[EXCERPTED PASSAGE Boundary: Start]
Reasoning

Many modern models, such as gemini-2.5-pro, include internal chain-of-thought or "thinking" processes. SIRAYA Model Router allows you to access and control these reasoning capabilities via the OpenAI Responses API.

Reasoning Effort

Models that support reasoning allow you to specify the "effort level," which determines how much time and compute the model spends on thinking before answering.

Effort Levels

low: Basic reasoning for straightforward logical steps.
medium (default): Standard reasoning for complex tasks.
high: Extensive thinking for challenging problems or code generation.

How to use Reasoning in Requests

Include the reasoning parameter in your request body.

PythoncURL

import requests
import json

response = requests.post(
    "https://llm.siraya.ai/v1/responses",
    headers={
        "Content-Type": "application/json",
        "Authorization": "Bearer <API_KEY>",
    },
    json={
        "model": "gemini-2.5-pro",
        "input": [
            {
                "type": "message",
                "role": "user",
                "content": "What is 25 * 37?"
            }
        ],
        "reasoning": {"effort": "high"}
    }
)

print(json.dumps(response.json(), indent=2))

curl https://llm.siraya.ai/v1/responses \
  -H "Content-Type: application/json" \
  -H "Authorization: Bearer <API_KEY>" \
  -d '{
    "model": "gemini-2.5-pro",
    "input": [
      {
        "type": "message",
        "role": "user",
        "content": "What is 25 * 37?"
[EXCERPTED PASSAGE Boundary: End]
[LISTED RECORDS Boundary: Start]
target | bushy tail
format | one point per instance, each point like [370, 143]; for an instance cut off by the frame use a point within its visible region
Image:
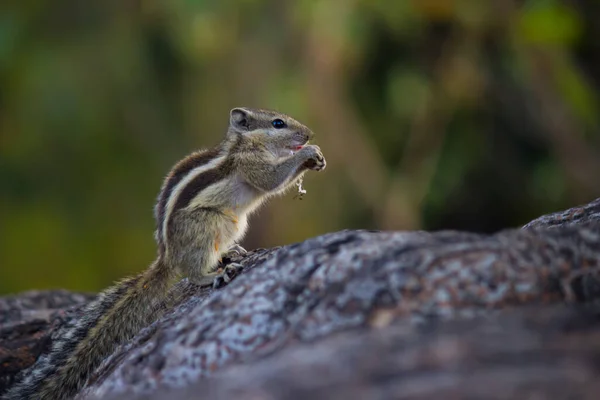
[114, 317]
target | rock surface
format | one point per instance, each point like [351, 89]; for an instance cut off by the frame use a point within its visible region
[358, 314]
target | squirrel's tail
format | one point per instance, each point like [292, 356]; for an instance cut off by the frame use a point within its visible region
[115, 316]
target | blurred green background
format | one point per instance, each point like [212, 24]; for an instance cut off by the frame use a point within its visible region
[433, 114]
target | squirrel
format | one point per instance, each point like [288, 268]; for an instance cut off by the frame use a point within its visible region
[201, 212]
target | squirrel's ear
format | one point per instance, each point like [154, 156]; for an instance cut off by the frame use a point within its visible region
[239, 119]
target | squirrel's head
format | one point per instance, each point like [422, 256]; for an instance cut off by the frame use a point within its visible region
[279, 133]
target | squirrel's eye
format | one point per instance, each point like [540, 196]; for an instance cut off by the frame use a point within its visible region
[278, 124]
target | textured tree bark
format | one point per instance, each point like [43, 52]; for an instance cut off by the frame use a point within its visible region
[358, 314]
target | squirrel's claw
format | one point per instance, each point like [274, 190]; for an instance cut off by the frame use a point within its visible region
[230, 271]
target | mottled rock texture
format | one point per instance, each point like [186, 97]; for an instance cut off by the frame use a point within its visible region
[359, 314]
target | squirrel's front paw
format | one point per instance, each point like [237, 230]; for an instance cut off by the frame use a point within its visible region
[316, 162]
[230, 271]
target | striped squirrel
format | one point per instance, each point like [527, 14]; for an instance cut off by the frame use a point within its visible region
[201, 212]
[LISTED RECORDS Boundary: End]
TASKS AND EXERCISES>
• 1. Please summarize the reasoning documentation in two sentences.
• 2. Translate this sentence from the reasoning documentation into Spanish: "Models that support reasoning allow you to specify the "effort level," which determines how much time and compute the model spends on thinking before answering."
• 3. Extend the reasoning documentation past its last line, completing the cURL command it has begun.

PER-TASK ANSWERS>
• 1. Many models, such as gemini-2.5-pro, include an internal "thinking" process, and SIRAYA Model Router lets you access and control it through the OpenAI Responses API. Models that support reasoning accept an effort level of low, medium (the default), or high, which you set by including the reasoning parameter in the request body.

• 2. Los modelos que admiten razonamiento permiten especificar el "nivel de esfuerzo", que determina cuánto tiempo y cómputo dedica el modelo a pensar antes de responder.

• 3.
      }
    ],
    "reasoning": {"effort": "high"}
  }'

Reasoning Output

When reasoning is enabled, the response includes a reasoning output block alongside the final answer:

{
  "output": [
    {
      "type":"reasoning",
      "id":"rs_1780048369230770380",
      "status":"completed",
      "content": [
        {
          "type":"reasoning_text",
          "text":"Okay, so I've just been presented with a request: to determine the product of 25 and 37. My immediate thought is to recognize this as a ..."
        }
      ]
    },
    {
      "type": "message",
      "id": "msg_1780048369230771800",
      "status":"completed",
      "role":"assistant",
      "content":[
        {
          "type":"output_text",
          "text":"25 * 37 = **925**"
        }
      ]
    }
  ]
}

[!TIP] Use streaming to see the reasoning process in real-time as it's being generated.